Go through the records, and copy each line in which the string "Outlines" is present.
..........
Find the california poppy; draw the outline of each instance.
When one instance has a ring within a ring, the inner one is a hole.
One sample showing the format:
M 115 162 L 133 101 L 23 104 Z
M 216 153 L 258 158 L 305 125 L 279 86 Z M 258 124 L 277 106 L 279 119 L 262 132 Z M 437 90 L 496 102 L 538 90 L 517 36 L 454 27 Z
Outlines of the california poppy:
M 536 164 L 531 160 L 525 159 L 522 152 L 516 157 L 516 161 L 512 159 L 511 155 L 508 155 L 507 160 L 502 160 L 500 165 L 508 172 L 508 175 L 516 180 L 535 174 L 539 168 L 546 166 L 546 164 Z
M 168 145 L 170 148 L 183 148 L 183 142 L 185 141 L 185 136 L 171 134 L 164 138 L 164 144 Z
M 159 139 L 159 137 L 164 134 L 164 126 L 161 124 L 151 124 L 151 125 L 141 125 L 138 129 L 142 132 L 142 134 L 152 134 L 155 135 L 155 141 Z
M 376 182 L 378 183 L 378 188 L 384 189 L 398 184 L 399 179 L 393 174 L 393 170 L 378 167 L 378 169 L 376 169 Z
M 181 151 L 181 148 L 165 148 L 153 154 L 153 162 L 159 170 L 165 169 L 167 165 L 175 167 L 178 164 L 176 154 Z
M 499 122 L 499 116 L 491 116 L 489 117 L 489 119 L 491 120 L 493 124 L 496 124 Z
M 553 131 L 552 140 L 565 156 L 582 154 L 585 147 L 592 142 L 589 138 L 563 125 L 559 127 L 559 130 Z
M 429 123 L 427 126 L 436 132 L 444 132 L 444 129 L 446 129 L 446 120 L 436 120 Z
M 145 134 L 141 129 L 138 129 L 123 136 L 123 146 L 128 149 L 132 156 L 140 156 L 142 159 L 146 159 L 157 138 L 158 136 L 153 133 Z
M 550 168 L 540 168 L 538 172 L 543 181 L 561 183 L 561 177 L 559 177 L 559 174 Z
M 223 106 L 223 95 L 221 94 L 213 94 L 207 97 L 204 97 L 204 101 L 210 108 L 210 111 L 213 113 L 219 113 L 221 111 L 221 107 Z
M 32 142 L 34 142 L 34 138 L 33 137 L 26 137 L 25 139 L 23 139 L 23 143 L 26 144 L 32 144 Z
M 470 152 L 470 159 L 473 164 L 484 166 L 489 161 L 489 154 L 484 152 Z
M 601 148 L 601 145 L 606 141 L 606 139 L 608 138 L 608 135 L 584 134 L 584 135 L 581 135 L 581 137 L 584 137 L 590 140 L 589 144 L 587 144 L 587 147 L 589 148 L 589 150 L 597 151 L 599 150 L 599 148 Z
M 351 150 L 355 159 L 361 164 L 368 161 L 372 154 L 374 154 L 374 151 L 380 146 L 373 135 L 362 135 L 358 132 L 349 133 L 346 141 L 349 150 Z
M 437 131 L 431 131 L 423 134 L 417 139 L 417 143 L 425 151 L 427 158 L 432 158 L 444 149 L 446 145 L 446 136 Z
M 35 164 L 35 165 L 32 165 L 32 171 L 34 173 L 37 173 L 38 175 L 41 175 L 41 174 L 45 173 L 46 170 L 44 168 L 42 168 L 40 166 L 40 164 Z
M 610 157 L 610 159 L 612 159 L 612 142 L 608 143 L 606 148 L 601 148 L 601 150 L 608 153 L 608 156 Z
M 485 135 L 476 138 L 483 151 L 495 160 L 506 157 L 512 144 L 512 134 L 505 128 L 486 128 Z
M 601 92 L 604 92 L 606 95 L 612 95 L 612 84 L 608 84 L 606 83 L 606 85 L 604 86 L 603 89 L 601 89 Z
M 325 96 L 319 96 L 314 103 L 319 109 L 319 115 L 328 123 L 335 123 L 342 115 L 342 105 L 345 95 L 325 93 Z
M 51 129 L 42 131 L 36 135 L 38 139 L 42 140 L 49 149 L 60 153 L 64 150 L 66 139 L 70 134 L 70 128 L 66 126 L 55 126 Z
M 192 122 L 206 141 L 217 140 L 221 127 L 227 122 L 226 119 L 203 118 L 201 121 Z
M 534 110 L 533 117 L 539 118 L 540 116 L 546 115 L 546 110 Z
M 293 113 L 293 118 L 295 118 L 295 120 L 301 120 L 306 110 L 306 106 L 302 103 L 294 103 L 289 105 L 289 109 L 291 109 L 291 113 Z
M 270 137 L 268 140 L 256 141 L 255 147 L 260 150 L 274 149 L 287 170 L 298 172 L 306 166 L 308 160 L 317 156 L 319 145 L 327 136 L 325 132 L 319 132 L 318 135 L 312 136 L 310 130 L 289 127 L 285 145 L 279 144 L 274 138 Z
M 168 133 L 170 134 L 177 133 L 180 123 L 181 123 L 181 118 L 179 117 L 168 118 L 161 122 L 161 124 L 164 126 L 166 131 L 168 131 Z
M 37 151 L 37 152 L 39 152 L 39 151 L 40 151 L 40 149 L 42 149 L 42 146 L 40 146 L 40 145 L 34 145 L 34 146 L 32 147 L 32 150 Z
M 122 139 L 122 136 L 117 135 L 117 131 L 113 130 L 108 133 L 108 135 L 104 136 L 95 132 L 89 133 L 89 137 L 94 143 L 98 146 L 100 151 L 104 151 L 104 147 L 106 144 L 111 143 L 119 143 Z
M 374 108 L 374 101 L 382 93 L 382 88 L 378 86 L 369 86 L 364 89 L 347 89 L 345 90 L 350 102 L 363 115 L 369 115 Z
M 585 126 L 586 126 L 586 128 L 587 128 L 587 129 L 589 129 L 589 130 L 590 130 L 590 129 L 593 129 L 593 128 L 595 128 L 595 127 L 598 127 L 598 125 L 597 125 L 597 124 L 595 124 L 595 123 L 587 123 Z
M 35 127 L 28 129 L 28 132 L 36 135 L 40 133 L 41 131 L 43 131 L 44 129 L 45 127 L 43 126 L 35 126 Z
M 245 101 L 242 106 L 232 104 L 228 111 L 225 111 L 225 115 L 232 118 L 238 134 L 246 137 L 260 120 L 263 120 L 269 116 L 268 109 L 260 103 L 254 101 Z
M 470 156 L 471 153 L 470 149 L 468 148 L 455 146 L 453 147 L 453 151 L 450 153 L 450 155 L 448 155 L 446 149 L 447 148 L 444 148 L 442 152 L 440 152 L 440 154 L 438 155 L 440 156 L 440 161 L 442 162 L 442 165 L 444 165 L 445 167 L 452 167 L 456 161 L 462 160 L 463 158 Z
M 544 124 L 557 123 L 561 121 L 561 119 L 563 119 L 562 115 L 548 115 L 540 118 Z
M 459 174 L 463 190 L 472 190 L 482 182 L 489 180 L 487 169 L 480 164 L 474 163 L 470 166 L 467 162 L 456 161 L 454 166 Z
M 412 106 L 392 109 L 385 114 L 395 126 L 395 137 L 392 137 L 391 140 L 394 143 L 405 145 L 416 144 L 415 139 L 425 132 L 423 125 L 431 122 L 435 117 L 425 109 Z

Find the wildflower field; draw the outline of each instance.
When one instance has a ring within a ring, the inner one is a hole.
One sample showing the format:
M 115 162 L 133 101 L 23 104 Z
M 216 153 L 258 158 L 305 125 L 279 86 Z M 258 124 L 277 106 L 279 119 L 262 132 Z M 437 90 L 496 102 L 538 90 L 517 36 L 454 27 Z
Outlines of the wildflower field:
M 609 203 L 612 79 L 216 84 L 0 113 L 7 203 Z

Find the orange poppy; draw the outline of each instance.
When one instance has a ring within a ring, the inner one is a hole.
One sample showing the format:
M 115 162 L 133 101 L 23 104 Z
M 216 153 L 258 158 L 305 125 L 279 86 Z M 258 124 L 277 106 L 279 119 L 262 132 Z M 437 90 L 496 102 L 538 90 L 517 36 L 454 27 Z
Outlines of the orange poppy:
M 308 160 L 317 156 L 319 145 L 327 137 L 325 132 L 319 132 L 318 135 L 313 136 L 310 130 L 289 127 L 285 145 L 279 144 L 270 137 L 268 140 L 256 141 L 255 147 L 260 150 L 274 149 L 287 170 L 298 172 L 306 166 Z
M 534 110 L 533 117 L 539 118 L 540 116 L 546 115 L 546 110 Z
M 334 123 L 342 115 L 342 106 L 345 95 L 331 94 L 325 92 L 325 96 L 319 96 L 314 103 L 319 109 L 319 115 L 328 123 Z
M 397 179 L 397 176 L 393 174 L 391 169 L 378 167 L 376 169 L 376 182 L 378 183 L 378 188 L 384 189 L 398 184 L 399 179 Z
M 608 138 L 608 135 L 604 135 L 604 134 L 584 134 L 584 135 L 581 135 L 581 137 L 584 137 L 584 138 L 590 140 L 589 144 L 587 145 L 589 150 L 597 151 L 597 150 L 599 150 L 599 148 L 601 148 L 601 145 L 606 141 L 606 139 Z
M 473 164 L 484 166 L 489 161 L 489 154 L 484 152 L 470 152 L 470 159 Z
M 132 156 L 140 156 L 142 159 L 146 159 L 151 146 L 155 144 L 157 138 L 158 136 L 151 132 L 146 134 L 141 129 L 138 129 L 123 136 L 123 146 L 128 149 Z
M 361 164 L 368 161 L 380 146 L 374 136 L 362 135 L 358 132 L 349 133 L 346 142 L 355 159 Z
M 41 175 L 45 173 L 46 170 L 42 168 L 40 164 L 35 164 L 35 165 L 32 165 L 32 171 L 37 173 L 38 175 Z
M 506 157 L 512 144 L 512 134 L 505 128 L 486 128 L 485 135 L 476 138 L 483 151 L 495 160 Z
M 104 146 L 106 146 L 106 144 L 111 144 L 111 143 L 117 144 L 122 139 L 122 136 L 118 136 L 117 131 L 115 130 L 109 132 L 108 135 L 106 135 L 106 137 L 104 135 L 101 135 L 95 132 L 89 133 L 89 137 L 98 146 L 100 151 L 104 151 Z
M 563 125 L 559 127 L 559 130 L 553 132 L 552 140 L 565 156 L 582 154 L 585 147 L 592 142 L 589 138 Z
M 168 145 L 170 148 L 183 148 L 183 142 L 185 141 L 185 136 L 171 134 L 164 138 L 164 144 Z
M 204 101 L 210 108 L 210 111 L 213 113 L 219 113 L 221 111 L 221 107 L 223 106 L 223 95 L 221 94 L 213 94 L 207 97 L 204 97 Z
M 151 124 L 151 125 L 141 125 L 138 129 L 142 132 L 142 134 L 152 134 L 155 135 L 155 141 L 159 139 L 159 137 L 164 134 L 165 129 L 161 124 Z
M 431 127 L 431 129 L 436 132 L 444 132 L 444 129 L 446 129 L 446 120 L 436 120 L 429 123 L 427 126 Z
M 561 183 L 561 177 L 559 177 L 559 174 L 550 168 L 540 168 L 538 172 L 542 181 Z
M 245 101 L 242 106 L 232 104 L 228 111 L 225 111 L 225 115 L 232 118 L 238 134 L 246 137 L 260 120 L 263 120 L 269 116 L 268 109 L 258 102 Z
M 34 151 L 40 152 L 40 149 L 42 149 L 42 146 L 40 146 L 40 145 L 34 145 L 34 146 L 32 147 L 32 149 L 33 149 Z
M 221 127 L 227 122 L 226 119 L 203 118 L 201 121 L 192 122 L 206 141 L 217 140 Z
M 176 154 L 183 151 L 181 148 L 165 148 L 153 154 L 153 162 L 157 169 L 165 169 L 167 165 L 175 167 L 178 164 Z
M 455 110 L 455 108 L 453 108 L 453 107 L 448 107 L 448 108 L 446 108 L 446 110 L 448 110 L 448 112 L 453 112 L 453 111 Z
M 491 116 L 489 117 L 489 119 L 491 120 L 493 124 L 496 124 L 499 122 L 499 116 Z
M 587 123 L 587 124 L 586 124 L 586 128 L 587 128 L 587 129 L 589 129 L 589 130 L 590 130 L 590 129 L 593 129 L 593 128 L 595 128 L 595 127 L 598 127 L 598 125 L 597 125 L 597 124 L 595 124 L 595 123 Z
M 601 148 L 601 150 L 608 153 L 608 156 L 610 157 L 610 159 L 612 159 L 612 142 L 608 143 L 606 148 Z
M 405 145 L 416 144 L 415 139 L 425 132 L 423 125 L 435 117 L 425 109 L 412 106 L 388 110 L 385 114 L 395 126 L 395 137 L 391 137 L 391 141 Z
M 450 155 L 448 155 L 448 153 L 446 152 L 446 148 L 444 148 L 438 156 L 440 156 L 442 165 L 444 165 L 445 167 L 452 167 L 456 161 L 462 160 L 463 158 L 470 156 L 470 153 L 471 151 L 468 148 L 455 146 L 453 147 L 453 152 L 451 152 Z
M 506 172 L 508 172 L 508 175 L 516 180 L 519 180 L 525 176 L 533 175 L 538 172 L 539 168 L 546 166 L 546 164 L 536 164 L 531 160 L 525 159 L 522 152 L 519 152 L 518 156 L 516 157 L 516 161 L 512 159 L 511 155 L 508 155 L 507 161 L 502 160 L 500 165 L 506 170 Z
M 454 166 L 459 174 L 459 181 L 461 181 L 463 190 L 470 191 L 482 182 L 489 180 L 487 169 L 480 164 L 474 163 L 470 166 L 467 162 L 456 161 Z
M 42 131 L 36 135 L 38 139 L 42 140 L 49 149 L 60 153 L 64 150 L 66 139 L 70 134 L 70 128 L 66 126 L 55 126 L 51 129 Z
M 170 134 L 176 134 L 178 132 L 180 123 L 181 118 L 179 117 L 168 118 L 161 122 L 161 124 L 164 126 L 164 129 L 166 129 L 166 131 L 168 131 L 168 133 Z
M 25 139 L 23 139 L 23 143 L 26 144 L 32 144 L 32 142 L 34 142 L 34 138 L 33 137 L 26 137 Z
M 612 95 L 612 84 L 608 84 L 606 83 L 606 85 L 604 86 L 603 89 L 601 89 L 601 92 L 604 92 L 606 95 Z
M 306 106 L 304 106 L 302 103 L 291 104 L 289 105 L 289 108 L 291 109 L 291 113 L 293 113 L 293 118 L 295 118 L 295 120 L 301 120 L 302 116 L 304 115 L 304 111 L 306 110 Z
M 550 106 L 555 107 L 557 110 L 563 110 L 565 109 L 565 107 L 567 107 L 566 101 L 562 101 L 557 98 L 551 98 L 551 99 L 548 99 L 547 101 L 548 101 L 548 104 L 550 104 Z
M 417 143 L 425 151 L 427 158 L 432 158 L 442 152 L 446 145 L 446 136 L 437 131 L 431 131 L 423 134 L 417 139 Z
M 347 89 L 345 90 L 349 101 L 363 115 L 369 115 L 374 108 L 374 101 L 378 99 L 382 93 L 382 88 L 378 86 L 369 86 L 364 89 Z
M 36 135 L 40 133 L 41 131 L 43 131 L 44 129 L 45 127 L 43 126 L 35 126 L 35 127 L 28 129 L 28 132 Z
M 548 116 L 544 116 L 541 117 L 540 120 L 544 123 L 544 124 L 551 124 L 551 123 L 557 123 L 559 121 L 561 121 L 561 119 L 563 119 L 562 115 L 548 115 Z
..........
:: Completed task ::
Outlines of the california poppy:
Outlines of the wildflower field:
Outlines of the orange poppy:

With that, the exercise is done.